Is Richey hiding in hippy retreat?
"Richey Edwards? He joined us and played guitar. We don't get too many foreigners playing with us, which is why I remember him."
The speaker is Manuel, owner of the Casablanca beach bar in the remote fishing village of Arambol in Goa.
We are on the trail of Richey Edwards former guitarist with the award-winning band Manic Street Preachers, who has been missing presumed dead for two years after abandoning his car at a notorious suicide spot near the Severn Bridge.
Hopes that he is still alive were fuelled two weeks ago by university lecturer Viv Morris, who said he had spotted Edwards in the Indian Ocean resort. popular since the Sixties with
hippies and drop-outs. Interpol has now joined the hunt.
Manuel thinks he came across Edwards in October last year, a month before Mr Morris believes he saw him at a flea market in Anjuna. northern Goa.
"We have jamming sessions in here for the local musicians" said Manuel. "I couldn't stake my life on it, but it was someone who looked very much like him."

[Photo-based referring expression data]
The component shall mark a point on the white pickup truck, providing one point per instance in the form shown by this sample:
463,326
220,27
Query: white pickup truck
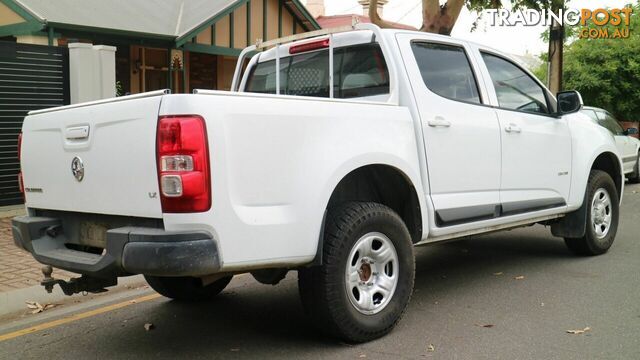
333,156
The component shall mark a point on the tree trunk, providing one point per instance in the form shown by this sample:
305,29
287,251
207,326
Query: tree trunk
436,18
556,46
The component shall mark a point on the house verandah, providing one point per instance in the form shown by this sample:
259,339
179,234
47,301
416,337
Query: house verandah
161,44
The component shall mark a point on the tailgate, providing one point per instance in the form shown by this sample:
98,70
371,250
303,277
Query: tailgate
115,145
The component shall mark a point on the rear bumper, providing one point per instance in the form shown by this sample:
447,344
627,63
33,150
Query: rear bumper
129,250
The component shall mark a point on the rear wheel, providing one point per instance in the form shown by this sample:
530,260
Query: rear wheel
602,216
186,288
362,288
634,177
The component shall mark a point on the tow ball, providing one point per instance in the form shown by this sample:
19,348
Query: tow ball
76,285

• _Tasks and exercises_:
**1)** In the Richey Edwards article, quote word for word the part that opens with the words containing "We are on the" and closes with "the Severn Bridge.".
**2)** Condense the paragraph of the Richey Edwards article that begins "We are on the trail of Richey Edwards" into a single shorter sentence that keeps its main facts.

• _Set of answers_:
**1)**
We are on the trail of Richey Edwards former guitarist with the award-winning band Manic Street Preachers, who has been missing presumed dead for two years after abandoning his car at a notorious suicide spot near the Severn Bridge.

**2)** Richey Edwards, former guitarist with the award-winning Manic Street Preachers, has been missing and presumed dead for two years since abandoning his car at a notorious suicide spot near the Severn Bridge.